Freitag, 12. Juli 2019

Socks and the City - Zu Fuß durchs Erfurter Hinterland (Tag 1)

In 80 Tagen lies Jules Verne seinen britischen Edelmann Phileas Fogg um die Welt reisen. Leider ist dieser Roman bereits geschrieben. Hier lässt sich kein Ruhm mehr ernten. In Zeiten virulenter Flugscham und allgegenwertiger Regionalität, bleibt also nur noch ein Abenteuer, dass extrem genug ist um Reise-Geschichte zu schreiben: Die Umrundung der eigenen Heimatstadt in vier Tagen! - Socks and the City.

Es geht doch nichts über einen gut durchdachten Plan.

Tag 1: Vom Franz Mehlhose nach Obernissa


Los geht's am Franz Mehlhhose in der Löberstraße, nahe des Juri Gagarin Rings. Der Weg aus der Stadt führt in Richtung Süden. Nach 300 Metern entdecke ich ein Schild, dass „Vampirlifting“ anbietet - mit Eigenbluttherapie! Und das drei Minuten nach dem Start. Diese Wanderung verspricht interessant zu werden.

Von wegen, Schönheits-Medizin wäre nicht seriös!
Von wegen, Schönheits-Medizin wäre nicht seriös! 

Im Dichterviertel halte ich beim Geldautomat, bei Netto und dann noch mal bei Teegut. Ausbeute der Einkaufsorgie: Sonnencreme, eine Flasche Wasser, und eine wasserdichte Handyhülle zum Umhängen. Erste Zwischenbilanz: Eine Stunde für einen Kilometer Wegstrecke. Wenn das so weiter geht werden vier Tage nicht reichen. Am Waldcasino drehe ich mich noch mal um: Mach's gut Erfurt - Hallo Vororte von Erfurt.

Möbisburg-Rhoda

Erster Ort auf der Strecke ist Möbisburg-Rhoda. Der Weg führt durch den Steiger, vorbei an Krötentunneln und dem Ausflugslokal Waldhaus. Es wird die letzte offene Gaststätte sein, die ich bis zum Abend sehe. In Rhoda begegnen mir ein Bus, ein Mann und dessen Hund, namens Emily. Ein chinesisches Modell mit eingedrückter Schnauze. „Der ist über die neue Seidenstraße gekommen“, sagt Emilys Herrchen. Vermutlich ein politischer Witz. Ich gucke den Mann verständnislos an - Smalltalk kann ich!

== Vorliegende Angaben ==
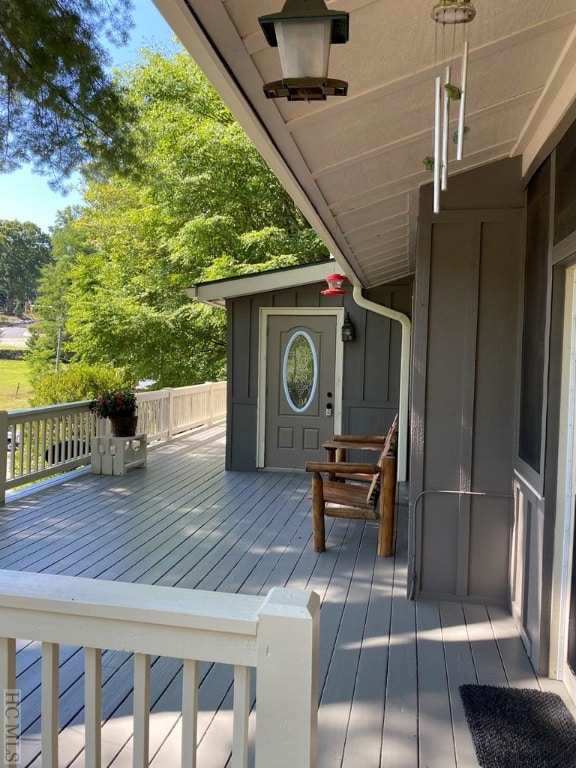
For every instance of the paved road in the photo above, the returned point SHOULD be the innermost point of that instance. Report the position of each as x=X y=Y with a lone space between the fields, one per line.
x=15 y=334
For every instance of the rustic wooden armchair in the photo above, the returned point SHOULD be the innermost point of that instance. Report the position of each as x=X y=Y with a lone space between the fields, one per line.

== Aufgabenstellung ==
1. Gib den Wanderbericht von „Tag 1: Vom Franz“ bis einschließlich „interessant zu werden.“ noch einmal wieder und ändere dabei „Süden“ in „Norden“.
2. Beantworte bitte diese Fragen zum Wanderbericht:
(a) Was wird im Dichterviertel eingekauft?
(b) Wie heißt der Hund, der in Rhoda auftaucht?
(c) In wie vielen Tagen soll die eigene Heimatstadt umrundet werden?
Das Material wird hier nicht benötigt.

== Lösungen je Aufgabe ==
1.
Tag 1: Vom Franz Mehlhose nach Obernissa


Los geht's am Franz Mehlhhose in der Löberstraße, nahe des Juri Gagarin Rings. Der Weg aus der Stadt führt in Richtung Norden. Nach 300 Metern entdecke ich ein Schild, dass „Vampirlifting“ anbietet - mit Eigenbluttherapie! Und das drei Minuten nach dem Start. Diese Wanderung verspricht interessant zu werden.

2.
(a) Sonnencreme, eine Flasche Wasser und eine wasserdichte Handyhülle zum Umhängen
(b) Emily
(c) In vier Tagen